___ REGISTROS APRESENTADOS ___

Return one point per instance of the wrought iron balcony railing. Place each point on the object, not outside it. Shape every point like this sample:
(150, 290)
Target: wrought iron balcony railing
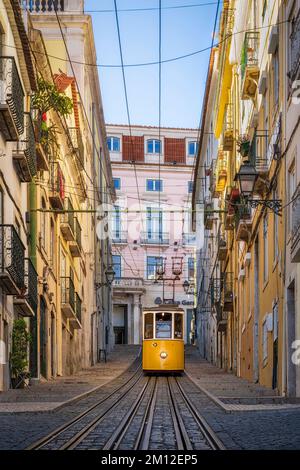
(24, 155)
(11, 100)
(67, 296)
(77, 142)
(295, 50)
(12, 253)
(295, 246)
(119, 236)
(43, 6)
(57, 185)
(67, 222)
(75, 245)
(26, 302)
(154, 238)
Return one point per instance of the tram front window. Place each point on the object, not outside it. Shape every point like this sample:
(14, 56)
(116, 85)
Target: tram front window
(163, 325)
(178, 326)
(148, 326)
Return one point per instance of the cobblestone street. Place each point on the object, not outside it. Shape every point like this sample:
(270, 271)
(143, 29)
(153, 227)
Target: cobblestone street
(258, 421)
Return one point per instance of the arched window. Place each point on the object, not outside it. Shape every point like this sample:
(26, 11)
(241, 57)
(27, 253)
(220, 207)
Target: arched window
(153, 146)
(113, 144)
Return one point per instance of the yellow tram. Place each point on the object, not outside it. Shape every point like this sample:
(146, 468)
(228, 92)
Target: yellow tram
(163, 343)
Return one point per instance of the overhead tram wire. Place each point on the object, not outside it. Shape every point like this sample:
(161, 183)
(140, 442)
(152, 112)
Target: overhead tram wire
(145, 64)
(85, 114)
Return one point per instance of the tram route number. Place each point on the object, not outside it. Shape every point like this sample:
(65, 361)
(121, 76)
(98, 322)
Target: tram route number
(131, 461)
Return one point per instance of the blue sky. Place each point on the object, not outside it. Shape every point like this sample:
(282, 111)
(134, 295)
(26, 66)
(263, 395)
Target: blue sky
(183, 31)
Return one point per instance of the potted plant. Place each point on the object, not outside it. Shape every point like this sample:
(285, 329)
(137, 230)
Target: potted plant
(244, 145)
(19, 353)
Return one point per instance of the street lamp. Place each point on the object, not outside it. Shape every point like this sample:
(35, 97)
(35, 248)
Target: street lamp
(247, 177)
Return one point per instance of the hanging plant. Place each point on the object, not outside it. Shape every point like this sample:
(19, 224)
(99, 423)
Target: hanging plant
(19, 354)
(47, 97)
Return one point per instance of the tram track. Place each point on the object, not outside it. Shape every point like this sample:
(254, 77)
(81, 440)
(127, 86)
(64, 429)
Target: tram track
(133, 417)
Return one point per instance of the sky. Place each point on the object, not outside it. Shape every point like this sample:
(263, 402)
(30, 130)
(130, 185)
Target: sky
(184, 30)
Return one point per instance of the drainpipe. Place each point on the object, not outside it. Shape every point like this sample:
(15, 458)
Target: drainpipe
(33, 355)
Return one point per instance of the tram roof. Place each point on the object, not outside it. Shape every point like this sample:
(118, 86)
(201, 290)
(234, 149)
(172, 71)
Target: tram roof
(163, 307)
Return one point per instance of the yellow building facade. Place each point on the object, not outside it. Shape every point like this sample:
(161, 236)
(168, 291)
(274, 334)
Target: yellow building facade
(247, 284)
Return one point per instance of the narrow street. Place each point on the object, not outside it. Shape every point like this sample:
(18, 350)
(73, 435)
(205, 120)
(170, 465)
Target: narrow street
(134, 411)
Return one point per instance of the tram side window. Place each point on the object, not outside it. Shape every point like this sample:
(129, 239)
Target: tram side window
(163, 325)
(148, 326)
(178, 326)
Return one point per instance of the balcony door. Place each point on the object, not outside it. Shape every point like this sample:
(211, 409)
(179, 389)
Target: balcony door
(154, 224)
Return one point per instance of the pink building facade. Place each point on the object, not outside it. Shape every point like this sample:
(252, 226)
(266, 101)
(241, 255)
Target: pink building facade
(150, 223)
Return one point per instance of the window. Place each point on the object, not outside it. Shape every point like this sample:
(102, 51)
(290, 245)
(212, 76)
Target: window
(191, 268)
(193, 149)
(153, 146)
(275, 229)
(43, 225)
(291, 191)
(154, 185)
(265, 340)
(163, 325)
(117, 266)
(117, 183)
(154, 223)
(265, 239)
(148, 326)
(152, 263)
(113, 144)
(116, 222)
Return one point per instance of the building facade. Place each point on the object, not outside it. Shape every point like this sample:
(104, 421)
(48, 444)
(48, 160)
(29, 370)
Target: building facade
(247, 213)
(60, 164)
(152, 171)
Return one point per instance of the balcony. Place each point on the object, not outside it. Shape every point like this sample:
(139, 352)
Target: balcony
(208, 214)
(67, 297)
(12, 253)
(24, 156)
(76, 320)
(154, 238)
(243, 223)
(294, 50)
(295, 245)
(221, 171)
(128, 285)
(26, 303)
(250, 65)
(75, 244)
(57, 186)
(41, 143)
(227, 292)
(11, 100)
(77, 143)
(67, 222)
(43, 6)
(228, 132)
(119, 237)
(222, 247)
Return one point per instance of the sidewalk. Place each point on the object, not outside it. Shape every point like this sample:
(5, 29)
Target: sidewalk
(55, 393)
(230, 392)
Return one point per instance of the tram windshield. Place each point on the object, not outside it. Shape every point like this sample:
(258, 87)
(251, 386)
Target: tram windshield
(178, 326)
(163, 325)
(148, 326)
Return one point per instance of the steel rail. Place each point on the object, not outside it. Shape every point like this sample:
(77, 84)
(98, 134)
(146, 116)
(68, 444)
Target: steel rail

___

TAREFA PROPOSTA | Reescreva os registros desde a linha que contém "Return one point per instance of the balcony." até o fim, com ambas as extremidades incluídas, sem alterar os enunciados e as amostras de formato. Multiplique por 0,95 cada coordenada dos pontos de resposta e arredonde para o inteiro mais próximo, com metades para cima.

SOLUÇÃO ABAIXO |
Return one point per instance of the balcony. Place each point on the object, not outside it. Shape every point like this sample:
(139, 352)
Target: balcony
(198, 203)
(64, 282)
(11, 240)
(23, 148)
(72, 304)
(146, 226)
(231, 212)
(279, 48)
(280, 233)
(210, 162)
(122, 271)
(25, 288)
(238, 62)
(71, 232)
(54, 177)
(39, 136)
(216, 277)
(10, 95)
(73, 136)
(64, 211)
(41, 6)
(217, 125)
(113, 225)
(211, 235)
Return one point per instance of the sidewalk. Place each point on the object, not outside it. Shape every point like this sample:
(5, 29)
Target: sidewalk
(52, 373)
(219, 372)
Return one point per instance of the tram windshield. Place each point on the object, not outside it. Shape every point like this sample:
(258, 87)
(251, 386)
Target: tram windshield
(169, 310)
(155, 309)
(141, 310)
Return one point per instance of the steel rail. Place each point on the object, not outside it. Shape every point like this sample:
(77, 84)
(98, 134)
(146, 116)
(68, 444)
Target: steel rail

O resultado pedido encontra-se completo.